Texto mostrado
--------------------------------
Nada hay tan variado, como los caracteres físicos y químicos que presentan las papaínas que circulan en el comercio. (…) Estas variedades deben preocuparnos algún tanto, por la duda que llevan al espíritu, respecto de la bondad de un producto que debiendo ser destinado al mismo objeto, se le encuentra bajo diversos aspectos; sin embargo, debo confesarlo, aquella duda y esta preocupación disminuyen de grado, al observar, que estudiando su poder peptonizante en los ensayos fisiológicos por la digestión artificial, se obtienen resultados completamente negativos de todos ellos. Y a pesar de todo, éstas son las papaínas usadas entre nosotros, y las mismas tal vez que se emplean en todas partes, haciéndose de ellas un inmenso consumo, y que dado su elevado precio, representa una suma considerable puesta al servicio de enfermos que pretendieron quizá recuperar con ella su salud, y que sólo han perdido su tiempo. (Puiggari, 1893: 87-88).

Los voceros de los intereses farmacéuticos responsabilizaron a los médicos de la bochornosa proliferación de esas panaceas curativas. Con su constante recomendación de esos productos foráneos, los galenos cometían varios pecados. Por un lado, se rebajaban al nivel del curanderismo, pues aconsejaban el consumo de preparados cuya composición o dosificación les era absolutamente desconocida. Por otro lado, forzaban al farmacéutico a hacer de su local una tienda de talismanes: “para mayor irrisión está obligado el farmacéutico a ser su agente y aún a exhibirlas, para que no le pongan en entredicho los médicos y el público, que se han empeñado en convertir las boticas en un bazar de fruslerías”.46 Si bien ese enunciado es un síntoma de un vano intento de resolución −vía inculpación de la medicina− de una contradicción interna del gremio farmacéutico (tensionado irresolublemente entre la ciencia y el comercio), tiene el mérito de señalar la activa participación de los doctores en el desenvolvimiento de un mercado que, a primera vista, parecía transitar un sendero ajeno a las faenas de los galenos.
--------------------------------
Datos proporcionados
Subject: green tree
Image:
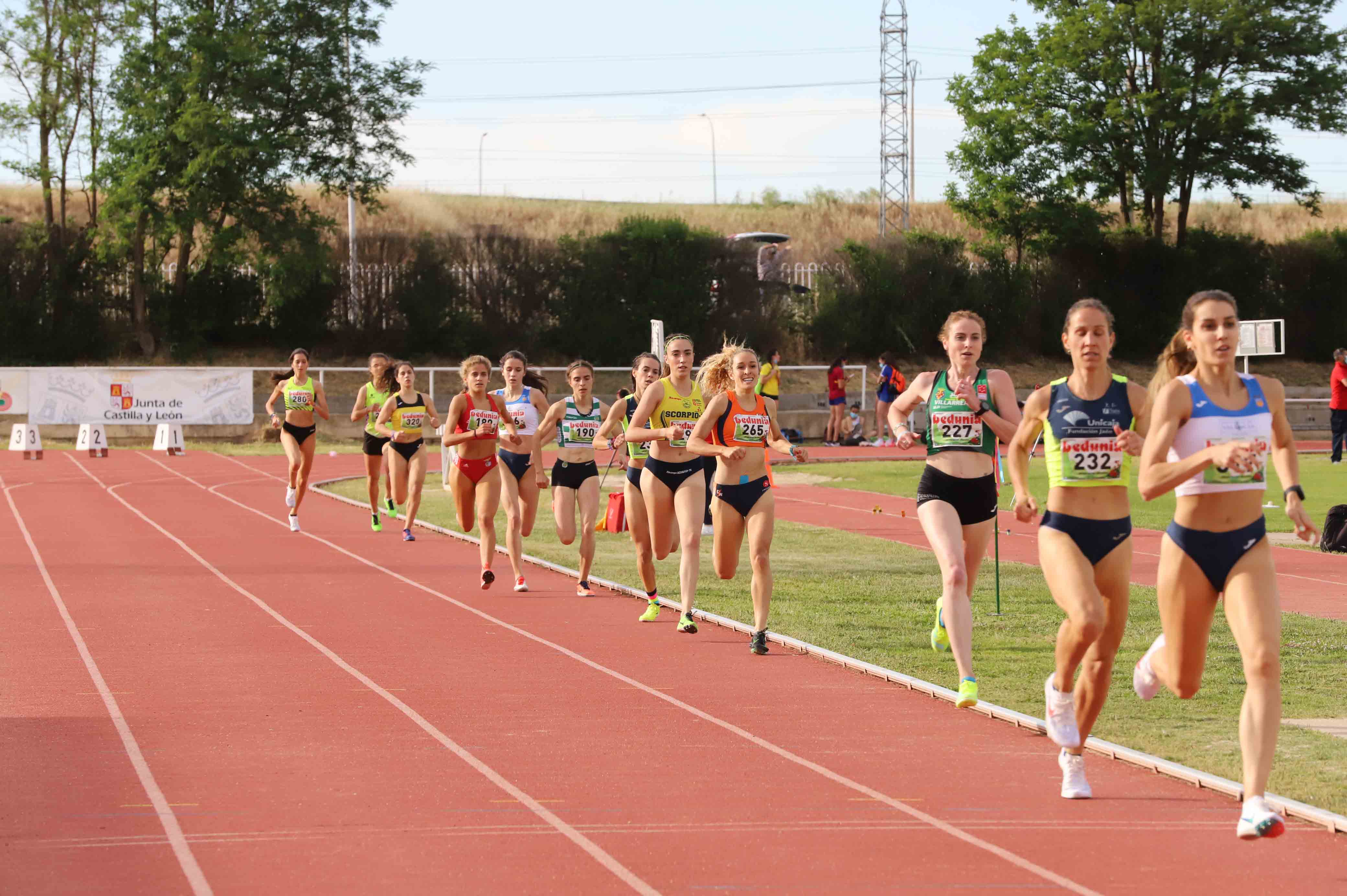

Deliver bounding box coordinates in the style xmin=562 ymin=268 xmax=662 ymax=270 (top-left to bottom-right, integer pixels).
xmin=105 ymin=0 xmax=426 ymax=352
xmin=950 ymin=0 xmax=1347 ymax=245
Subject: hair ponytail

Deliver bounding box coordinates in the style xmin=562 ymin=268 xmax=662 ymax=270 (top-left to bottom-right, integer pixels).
--------------------------------
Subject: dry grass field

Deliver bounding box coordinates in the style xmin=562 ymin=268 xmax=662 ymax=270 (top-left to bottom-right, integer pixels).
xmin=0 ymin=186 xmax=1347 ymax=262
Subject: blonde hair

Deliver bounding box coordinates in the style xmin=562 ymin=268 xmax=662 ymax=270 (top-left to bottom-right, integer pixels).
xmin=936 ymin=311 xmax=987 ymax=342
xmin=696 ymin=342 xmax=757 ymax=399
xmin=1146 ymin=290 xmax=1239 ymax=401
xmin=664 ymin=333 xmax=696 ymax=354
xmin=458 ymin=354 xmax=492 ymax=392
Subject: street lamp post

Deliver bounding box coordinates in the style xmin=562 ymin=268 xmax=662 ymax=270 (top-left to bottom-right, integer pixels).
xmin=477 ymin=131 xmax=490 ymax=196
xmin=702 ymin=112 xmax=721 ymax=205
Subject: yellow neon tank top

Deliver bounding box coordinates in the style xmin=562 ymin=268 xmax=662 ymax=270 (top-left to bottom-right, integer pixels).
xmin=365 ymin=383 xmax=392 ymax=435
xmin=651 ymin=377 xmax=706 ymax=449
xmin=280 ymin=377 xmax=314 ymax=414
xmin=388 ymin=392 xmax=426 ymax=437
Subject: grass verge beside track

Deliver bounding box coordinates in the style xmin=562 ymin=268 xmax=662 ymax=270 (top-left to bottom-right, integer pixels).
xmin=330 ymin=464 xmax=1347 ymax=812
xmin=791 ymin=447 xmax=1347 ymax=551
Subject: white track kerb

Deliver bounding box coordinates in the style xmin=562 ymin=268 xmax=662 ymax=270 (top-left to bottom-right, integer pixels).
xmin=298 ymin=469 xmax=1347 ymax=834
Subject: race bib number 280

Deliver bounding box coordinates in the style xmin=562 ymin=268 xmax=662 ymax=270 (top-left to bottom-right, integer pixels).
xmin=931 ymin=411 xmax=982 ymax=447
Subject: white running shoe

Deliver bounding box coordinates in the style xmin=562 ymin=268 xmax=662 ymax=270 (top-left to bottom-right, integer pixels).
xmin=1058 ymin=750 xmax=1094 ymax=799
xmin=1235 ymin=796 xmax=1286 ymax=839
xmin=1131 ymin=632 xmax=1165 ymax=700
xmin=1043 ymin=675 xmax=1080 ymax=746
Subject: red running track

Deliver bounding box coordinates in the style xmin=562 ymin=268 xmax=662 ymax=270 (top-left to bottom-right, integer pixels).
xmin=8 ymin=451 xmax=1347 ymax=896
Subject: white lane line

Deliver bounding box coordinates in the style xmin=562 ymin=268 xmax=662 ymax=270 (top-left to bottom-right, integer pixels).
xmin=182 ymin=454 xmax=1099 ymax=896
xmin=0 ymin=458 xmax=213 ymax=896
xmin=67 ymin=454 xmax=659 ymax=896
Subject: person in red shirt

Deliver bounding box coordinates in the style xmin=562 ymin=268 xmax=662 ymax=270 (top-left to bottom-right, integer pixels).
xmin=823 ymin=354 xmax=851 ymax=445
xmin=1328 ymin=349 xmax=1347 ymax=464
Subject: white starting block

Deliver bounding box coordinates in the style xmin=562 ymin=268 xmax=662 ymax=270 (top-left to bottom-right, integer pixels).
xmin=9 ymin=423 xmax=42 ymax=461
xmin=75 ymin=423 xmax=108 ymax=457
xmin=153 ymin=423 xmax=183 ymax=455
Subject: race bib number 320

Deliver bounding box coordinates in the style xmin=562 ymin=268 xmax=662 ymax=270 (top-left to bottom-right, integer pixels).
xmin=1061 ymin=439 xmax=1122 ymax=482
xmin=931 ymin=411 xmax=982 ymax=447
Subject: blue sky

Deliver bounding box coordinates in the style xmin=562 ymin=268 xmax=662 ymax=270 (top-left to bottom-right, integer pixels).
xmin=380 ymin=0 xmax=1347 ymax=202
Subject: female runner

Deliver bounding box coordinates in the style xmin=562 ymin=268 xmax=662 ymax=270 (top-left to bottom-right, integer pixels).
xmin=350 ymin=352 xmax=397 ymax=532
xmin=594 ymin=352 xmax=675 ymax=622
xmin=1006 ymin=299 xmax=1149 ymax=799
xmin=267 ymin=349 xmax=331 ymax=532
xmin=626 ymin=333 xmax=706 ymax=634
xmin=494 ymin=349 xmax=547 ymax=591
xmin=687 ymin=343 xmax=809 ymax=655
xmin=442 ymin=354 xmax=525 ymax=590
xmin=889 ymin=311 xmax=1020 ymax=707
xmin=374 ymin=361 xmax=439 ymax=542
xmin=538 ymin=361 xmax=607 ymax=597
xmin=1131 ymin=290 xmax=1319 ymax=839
--------------------------------
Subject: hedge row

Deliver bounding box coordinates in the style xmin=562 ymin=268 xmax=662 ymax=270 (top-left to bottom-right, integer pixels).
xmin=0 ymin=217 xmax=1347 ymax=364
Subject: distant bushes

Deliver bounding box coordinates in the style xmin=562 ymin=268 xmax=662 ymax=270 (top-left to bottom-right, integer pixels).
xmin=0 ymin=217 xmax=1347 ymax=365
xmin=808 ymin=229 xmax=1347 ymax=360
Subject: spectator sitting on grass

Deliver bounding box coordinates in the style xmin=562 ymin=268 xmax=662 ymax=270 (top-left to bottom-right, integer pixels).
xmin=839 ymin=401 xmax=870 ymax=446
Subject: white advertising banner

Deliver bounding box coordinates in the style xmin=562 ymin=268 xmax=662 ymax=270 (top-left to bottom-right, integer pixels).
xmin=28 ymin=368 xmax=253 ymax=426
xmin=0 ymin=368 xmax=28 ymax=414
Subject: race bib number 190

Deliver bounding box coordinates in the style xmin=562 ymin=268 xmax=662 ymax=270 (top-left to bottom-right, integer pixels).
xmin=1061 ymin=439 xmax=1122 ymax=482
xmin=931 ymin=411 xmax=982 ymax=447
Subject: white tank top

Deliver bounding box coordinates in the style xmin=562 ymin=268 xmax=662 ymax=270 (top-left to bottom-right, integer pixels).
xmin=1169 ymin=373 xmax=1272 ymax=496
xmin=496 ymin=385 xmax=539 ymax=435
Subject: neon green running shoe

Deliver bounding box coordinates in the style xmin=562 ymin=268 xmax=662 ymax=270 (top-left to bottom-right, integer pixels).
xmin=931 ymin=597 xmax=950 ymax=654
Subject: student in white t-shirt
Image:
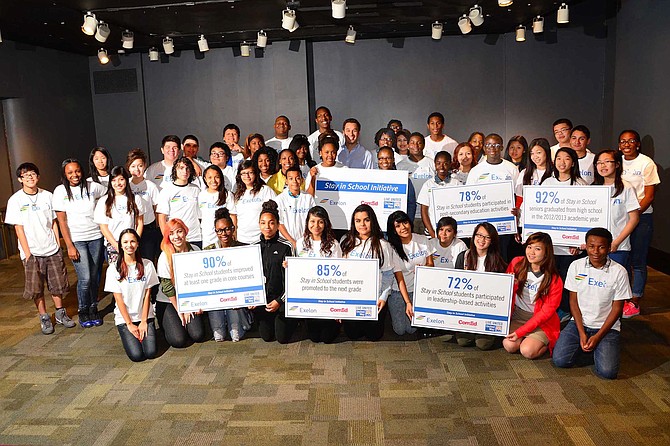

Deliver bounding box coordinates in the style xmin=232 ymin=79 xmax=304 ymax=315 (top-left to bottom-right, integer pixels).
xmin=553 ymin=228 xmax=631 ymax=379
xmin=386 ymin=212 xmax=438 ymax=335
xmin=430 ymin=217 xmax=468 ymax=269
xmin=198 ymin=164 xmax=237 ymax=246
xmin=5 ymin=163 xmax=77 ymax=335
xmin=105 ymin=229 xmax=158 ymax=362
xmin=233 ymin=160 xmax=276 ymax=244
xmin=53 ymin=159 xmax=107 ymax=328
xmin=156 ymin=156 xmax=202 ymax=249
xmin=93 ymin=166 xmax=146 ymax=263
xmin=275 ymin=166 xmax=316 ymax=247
--------------------------------
Problema a resolver
¿Concuerdan con el texto mostrado estas afirmaciones? (a) Los ensayos de digestión artificial con las papaínas del comercio dieron resultados positivos. (b) Los voceros de los intereses farmacéuticos culparon a los médicos de la proliferación de esas panaceas. (c) Las papaínas del comercio tenían un precio bajo. Responda sí o no a cada una y cite las palabras del texto que lo deciden.

Solución del ejercicio
(a) No: «se obtienen resultados completamente negativos de todos ellos».
(b) Sí: «Los voceros de los intereses farmacéuticos responsabilizaron a los médicos de la bochornosa proliferación de esas panaceas curativas».
(c) No: «dado su elevado precio».